** Reading text **
Performance Under Load: Latency, Throughput, Percentiles, and Why Fast Systems Suddenly Fail - AlexWebLab in Bangkok, Thailand now, before in Hong Kong 香港

Performance discussions get vague very quickly.

Teams say things like "the API is slow," "the database is under load," or "we need better performance" as if all three statements point to the same problem. They usually do not.

This article makes a more useful distinction: performance is a relationship between how long work takes, how much work the system is handling, and what happens as demand approaches the system's limits.

That sounds abstract until you put it in a product context.

Imagine a social app where each user expects their home feed to update within a few seconds after someone they follow posts. The first naive design is obvious: every time the client refreshes, query recent posts from everybody the user follows, sort them, and return the top results.

That can work when the product is small. Under heavier load, the cost becomes brutal. A read path that felt simple at first now means repeated fan-in queries, constant polling, and an explosion of database work just to keep one screen feeling fresh.

The lesson is broader than feeds: many performance problems are really architecture problems about access patterns, queueing, and load shape.

Response Time and Throughput Are Different Questions

Two metrics drive most performance conversations:

response time, meaning how long one request takes from the user's perspective,
throughput, meaning how many requests, jobs, or units of work the system can process per second.

Those metrics are related, but they are not interchangeable.

A system can have acceptable response time at low traffic and still collapse as throughput increases. A system can also push a lot of total work through the hardware while still producing miserable user experience for the slowest requests.

That distinction matters to frontend engineers too.

If a page load usually completes in 180 milliseconds but occasionally spikes to 4 seconds, users do not experience "average performance." They experience the request that just happened to them.

That is why product performance work should always ask two questions:

How fast is one request?
What happens to that speed as more requests arrive?

If you only ask the first question, you miss the actual failure mode.

** Record extracts **
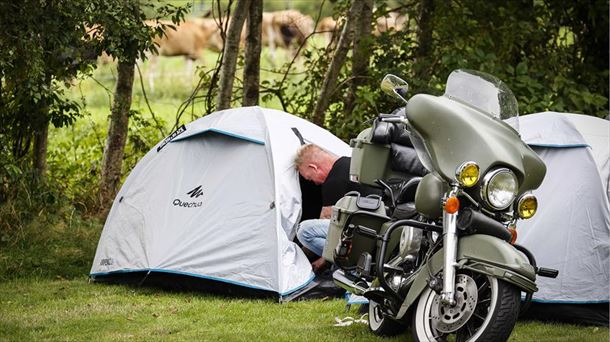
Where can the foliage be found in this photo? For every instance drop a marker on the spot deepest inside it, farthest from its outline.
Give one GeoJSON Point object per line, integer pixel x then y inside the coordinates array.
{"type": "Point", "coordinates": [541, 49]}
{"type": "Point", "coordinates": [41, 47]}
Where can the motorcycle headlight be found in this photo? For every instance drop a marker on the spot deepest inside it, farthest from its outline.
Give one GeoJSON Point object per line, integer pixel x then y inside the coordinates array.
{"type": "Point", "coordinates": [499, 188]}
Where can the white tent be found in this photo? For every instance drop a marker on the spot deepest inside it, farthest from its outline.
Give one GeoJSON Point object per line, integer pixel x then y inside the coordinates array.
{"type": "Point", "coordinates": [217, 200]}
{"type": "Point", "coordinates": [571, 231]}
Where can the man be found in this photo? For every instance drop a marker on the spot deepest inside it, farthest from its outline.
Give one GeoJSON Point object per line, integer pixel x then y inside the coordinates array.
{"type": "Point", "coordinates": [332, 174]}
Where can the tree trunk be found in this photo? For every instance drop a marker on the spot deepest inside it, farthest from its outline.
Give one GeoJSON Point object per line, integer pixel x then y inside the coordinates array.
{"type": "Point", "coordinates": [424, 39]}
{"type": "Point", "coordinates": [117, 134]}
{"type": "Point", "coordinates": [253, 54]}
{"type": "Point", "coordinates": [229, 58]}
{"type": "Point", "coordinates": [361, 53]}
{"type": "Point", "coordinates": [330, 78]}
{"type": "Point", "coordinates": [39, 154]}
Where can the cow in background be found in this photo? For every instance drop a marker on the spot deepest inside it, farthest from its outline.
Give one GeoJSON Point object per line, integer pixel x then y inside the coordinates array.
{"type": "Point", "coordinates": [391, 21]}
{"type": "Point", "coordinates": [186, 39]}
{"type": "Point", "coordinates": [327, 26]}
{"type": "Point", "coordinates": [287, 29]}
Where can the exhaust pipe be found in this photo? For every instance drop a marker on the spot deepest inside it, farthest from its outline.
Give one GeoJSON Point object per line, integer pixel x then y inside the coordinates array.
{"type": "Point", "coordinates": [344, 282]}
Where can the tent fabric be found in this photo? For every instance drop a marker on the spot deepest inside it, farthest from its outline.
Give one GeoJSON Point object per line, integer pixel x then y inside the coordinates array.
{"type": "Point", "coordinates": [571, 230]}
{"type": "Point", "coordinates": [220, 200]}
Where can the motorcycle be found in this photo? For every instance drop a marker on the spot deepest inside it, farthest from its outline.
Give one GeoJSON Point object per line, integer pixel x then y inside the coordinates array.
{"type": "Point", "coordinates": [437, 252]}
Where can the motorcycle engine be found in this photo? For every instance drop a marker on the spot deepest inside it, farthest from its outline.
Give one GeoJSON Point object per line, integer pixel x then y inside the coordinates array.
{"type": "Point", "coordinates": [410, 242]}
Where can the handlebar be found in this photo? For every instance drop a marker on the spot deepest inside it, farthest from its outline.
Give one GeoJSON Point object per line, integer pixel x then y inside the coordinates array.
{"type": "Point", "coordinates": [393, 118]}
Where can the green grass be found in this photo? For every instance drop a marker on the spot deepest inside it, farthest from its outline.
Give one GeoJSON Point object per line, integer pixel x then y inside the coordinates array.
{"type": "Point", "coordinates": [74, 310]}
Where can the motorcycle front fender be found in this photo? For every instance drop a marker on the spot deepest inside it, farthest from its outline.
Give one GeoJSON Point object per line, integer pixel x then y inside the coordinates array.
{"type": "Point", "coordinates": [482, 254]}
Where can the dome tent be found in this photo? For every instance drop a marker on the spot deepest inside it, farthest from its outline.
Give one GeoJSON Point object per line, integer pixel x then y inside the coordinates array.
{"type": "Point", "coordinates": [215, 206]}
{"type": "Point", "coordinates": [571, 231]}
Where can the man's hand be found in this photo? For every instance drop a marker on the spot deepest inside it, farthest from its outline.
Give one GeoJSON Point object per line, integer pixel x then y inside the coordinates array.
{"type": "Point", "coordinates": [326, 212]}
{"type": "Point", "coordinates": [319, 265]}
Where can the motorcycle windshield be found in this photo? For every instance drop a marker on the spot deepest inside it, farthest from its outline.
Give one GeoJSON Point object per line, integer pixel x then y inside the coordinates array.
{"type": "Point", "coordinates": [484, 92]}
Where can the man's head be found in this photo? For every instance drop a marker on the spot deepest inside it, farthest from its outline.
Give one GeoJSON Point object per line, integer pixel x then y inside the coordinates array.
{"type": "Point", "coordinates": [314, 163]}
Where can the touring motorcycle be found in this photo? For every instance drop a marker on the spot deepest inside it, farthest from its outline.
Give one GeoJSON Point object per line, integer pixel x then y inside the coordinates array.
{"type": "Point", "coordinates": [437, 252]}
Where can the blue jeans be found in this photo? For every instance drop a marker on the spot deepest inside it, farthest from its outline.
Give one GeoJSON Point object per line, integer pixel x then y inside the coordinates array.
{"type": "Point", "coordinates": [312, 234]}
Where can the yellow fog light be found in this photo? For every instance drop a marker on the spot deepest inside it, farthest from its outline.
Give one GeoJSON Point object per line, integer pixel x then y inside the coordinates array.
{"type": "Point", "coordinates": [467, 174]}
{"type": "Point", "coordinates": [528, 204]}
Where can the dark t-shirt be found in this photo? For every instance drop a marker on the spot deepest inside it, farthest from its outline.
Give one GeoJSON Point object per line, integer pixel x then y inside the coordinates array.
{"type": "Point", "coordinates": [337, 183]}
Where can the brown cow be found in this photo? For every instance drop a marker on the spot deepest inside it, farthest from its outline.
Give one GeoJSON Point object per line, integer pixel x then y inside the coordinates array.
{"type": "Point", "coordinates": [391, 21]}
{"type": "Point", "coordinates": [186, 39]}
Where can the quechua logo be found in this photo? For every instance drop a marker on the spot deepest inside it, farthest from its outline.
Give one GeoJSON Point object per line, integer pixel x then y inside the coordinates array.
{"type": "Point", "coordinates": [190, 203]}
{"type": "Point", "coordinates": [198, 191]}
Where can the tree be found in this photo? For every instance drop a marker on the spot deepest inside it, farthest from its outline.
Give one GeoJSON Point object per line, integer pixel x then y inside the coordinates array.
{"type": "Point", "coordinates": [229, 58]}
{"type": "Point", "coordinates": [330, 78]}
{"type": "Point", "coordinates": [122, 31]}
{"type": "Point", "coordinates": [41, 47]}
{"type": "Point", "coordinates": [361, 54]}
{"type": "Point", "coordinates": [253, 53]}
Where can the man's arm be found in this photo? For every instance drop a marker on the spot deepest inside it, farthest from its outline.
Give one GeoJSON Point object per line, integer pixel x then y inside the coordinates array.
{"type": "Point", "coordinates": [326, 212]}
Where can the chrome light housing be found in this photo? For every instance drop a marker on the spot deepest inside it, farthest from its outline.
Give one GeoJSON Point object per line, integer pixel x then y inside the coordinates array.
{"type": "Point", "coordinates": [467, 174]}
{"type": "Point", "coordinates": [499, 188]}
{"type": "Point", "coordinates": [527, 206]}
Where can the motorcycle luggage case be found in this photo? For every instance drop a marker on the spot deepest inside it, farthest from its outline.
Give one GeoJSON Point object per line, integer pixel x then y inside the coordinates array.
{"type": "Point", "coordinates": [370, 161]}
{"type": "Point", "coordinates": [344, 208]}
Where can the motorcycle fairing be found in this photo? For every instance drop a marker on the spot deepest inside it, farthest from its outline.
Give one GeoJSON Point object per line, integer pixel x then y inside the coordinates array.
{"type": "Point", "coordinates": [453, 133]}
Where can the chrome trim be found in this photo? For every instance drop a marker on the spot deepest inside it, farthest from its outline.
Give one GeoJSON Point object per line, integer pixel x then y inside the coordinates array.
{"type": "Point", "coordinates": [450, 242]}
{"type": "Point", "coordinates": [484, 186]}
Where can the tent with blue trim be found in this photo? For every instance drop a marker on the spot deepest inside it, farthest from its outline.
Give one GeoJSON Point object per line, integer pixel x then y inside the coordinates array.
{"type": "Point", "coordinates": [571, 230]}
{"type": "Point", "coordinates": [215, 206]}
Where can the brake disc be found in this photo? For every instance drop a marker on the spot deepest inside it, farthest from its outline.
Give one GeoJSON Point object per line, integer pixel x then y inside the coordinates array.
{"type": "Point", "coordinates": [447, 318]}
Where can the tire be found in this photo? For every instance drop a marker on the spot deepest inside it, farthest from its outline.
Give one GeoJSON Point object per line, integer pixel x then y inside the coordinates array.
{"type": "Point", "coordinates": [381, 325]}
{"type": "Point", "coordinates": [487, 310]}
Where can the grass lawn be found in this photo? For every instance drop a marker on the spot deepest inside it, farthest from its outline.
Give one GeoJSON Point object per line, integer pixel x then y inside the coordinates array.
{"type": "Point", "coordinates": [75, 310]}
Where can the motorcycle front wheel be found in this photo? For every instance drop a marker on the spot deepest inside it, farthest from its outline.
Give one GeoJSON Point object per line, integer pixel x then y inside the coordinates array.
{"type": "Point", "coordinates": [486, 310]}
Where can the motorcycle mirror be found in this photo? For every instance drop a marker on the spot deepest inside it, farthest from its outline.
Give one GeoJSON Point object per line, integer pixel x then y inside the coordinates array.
--
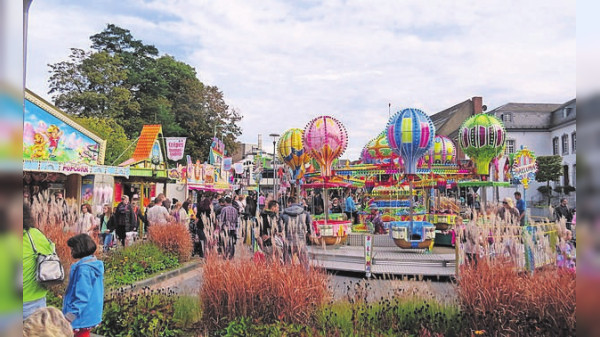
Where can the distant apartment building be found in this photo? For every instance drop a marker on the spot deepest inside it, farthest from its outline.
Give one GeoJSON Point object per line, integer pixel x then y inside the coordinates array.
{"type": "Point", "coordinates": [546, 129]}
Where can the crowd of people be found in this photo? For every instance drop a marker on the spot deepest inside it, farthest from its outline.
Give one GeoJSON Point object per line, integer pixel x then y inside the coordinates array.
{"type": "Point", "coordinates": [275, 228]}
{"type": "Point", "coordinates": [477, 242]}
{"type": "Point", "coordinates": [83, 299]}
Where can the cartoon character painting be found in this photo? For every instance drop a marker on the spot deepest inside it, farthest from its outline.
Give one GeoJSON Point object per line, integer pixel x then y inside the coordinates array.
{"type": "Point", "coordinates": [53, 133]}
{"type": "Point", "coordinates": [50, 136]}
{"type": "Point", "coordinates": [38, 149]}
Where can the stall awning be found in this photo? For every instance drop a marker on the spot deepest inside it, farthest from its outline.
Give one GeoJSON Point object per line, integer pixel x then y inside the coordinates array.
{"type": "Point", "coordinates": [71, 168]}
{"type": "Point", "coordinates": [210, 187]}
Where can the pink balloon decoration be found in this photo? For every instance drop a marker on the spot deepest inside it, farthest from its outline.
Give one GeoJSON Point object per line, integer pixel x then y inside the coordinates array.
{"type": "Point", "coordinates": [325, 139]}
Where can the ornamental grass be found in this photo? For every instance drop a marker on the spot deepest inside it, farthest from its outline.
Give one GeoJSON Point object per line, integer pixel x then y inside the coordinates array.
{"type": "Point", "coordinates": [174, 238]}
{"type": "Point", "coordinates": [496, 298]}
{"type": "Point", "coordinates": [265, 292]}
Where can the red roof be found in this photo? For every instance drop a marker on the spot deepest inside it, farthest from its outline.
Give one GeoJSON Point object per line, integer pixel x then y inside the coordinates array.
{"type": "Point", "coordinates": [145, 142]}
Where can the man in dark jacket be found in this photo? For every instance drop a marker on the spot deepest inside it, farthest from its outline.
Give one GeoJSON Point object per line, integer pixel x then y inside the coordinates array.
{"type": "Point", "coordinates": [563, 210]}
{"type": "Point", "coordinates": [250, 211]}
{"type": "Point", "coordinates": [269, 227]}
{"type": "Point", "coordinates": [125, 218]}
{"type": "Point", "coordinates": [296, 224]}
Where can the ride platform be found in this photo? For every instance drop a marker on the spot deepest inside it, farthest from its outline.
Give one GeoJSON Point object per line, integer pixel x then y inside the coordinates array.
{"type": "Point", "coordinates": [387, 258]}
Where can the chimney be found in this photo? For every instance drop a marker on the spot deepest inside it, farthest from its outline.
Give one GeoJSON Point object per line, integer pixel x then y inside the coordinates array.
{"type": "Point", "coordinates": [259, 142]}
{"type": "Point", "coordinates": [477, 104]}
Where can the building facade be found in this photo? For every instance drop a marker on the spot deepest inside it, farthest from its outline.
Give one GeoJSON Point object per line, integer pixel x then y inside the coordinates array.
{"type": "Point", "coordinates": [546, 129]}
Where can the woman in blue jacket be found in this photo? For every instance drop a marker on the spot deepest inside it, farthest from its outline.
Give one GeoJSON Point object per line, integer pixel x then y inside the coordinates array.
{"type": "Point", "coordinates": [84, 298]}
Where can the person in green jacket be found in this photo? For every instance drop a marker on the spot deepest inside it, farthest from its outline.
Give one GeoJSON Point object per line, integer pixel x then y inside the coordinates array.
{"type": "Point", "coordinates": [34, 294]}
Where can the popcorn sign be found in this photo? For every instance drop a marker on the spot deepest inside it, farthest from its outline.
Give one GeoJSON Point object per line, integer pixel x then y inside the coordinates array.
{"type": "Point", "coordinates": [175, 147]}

** Set of tasks **
[1] In the article on performance under load, what does throughput mean?
[2] Pick up the article on performance under load after its last sentence and continue it.
The rows are not needed.

** Outputs **
[1] Throughput means how many requests, jobs, or units of work the system can process per second.

[2]
Queueing Is Why Systems Fail Gradually and Then All at Once

The most important curve in this part of the article is not exotic. It is the basic idea that response time stays relatively calm until throughput approaches system capacity, and then latency rises sharply because requests begin waiting.

That waiting time is queueing delay.

Even if the service time for one request has not changed much, the total response time can climb because work is sitting in line behind other work.

request arrives
  -> waits for CPU, worker, DB connection, or downstream dependency
  -> starts active processing
  -> waits again on network or another service
  -> returns to user

This is one reason local benchmark numbers mislead teams. A handler may look efficient in isolation. Under realistic traffic, the request is not alone. It competes for workers, database connections, network bandwidth, cache capacity, and downstream rate limits.

The system becomes slow not because the code forgot how to execute, but because too many requests are contending for the same finite path.

Overload Is Often Amplified by Users and Retries

When a system gets close to its limit, it can enter a nasty feedback loop.

Requests slow down. Clients time out. Retries fire. The system receives even more work than before. Recovery gets harder precisely because the service is already struggling.

That is why overloaded systems sometimes do not recover smoothly when load drops again. They can remain stuck in a degraded state until queues drain, workers restart, or operators intervene.

This matters on the web because frontend behavior is often part of the overload story.

Examples:

a client retries automatically on a short timeout,
several components independently refetch the same data,
a background polling loop keeps running during degraded conditions,
optimistic UI triggers a second write because the first response looked lost.

Each behavior can be reasonable in isolation. Together, they can turn a slow system into a self-inflicted denial of service.

The useful question is not "should we retry?" It is "what retry pattern helps users without multiplying stress on a service that is already failing?"

That is why techniques like exponential backoff, jitter, circuit breakers, load shedding, and backpressure are not backend trivia. They are ways of preventing recovery from becoming harder than the original incident.

Latency Is Not the Same Thing as Response Time

Teams often use latency and response time loosely. The distinction in this article is more precise and more helpful.

response time is the full time the client sees,
service time is the time the system is actively working,
latency often refers to time spent not actively processing,
network latency is specifically travel time across the network,
queueing delay is waiting before work can continue.

That breakdown explains why a request can feel slow even when the business logic itself is not particularly expensive.

For browser applications, this is a recurring trap. Engineers profile a resolver or route handler and find that the core computation is fast, yet the user still waits. The missing time is often somewhere else:

TLS and connection setup,
congested network links,
a queue inside an API gateway,
a saturated database connection pool,
a slow downstream call,
head-of-line blocking caused by a few outlier requests.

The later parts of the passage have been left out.